==== EXTRACTED INFORMATION

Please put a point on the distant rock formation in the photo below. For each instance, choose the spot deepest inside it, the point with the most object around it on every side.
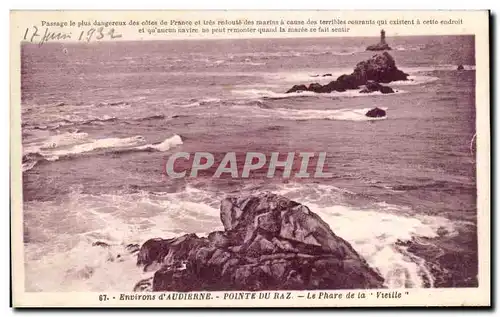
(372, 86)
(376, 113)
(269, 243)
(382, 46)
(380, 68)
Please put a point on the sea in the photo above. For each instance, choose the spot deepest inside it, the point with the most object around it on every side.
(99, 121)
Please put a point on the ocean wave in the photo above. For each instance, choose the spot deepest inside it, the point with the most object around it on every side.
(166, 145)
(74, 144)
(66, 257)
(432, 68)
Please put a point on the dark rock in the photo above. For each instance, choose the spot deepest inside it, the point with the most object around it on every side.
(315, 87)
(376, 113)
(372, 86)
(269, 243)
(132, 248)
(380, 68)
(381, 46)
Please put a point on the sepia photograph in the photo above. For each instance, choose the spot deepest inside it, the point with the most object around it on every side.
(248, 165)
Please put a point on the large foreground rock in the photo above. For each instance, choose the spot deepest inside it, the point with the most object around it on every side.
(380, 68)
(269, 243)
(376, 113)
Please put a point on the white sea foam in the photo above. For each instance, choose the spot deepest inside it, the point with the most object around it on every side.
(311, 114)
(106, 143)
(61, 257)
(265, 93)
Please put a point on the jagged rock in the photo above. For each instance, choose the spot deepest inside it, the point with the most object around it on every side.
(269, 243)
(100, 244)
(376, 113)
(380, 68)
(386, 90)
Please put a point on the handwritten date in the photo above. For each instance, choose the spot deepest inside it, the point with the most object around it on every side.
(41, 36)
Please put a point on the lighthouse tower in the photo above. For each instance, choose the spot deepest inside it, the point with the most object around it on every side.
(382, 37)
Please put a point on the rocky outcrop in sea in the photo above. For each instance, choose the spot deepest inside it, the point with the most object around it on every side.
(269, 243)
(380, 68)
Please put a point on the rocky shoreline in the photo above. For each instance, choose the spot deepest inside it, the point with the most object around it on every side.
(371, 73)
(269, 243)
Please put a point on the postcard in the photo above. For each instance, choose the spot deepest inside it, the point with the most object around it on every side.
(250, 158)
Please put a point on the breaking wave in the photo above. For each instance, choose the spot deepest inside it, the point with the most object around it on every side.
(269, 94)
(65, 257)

========
==== EXTRACTED INFORMATION

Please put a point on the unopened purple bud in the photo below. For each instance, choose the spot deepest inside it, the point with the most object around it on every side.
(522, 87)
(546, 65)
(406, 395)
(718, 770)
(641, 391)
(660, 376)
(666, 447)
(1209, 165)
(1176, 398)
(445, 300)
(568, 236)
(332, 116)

========
==== EXTRACTED INFORMATION

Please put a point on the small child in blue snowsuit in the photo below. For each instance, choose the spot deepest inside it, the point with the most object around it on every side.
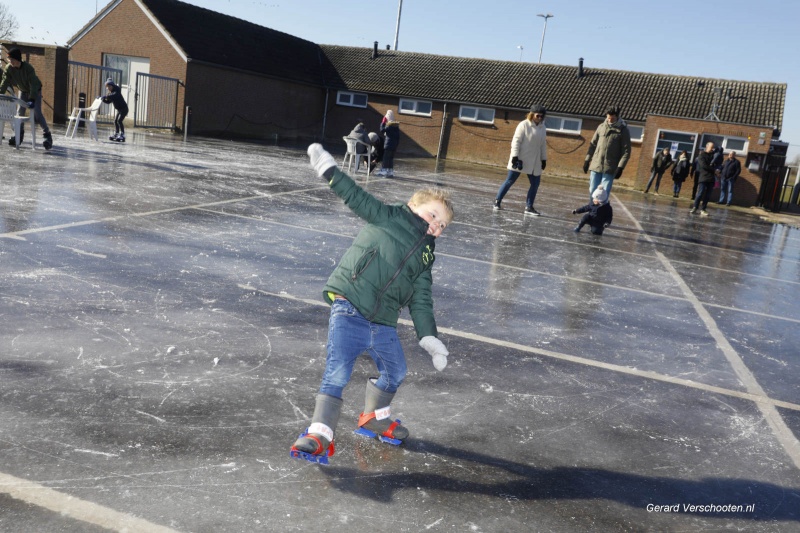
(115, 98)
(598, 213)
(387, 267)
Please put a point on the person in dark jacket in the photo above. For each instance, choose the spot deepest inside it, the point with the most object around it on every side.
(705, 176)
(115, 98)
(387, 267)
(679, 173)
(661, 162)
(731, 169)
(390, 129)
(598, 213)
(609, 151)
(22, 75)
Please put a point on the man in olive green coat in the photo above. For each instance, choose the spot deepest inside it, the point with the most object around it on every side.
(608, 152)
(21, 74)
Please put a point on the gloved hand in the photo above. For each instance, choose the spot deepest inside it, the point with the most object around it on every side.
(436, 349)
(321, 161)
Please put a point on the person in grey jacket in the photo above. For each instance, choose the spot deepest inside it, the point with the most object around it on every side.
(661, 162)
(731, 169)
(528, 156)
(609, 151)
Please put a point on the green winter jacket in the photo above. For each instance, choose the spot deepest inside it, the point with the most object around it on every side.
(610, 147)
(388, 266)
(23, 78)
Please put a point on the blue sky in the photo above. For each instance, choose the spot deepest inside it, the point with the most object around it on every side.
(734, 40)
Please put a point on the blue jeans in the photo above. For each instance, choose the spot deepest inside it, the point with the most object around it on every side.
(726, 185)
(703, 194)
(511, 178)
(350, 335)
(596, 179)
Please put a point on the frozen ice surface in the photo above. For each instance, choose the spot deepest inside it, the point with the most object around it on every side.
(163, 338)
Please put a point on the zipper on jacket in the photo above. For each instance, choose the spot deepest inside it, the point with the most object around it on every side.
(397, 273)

========

EXERCISE:
Return every line of the records above that contains the word "breaking".

FULL SOLUTION:
Please put a point on the breaking wave in the photo above. For each instance, choose the spot deepest inside it, the point with the most object around it on every side.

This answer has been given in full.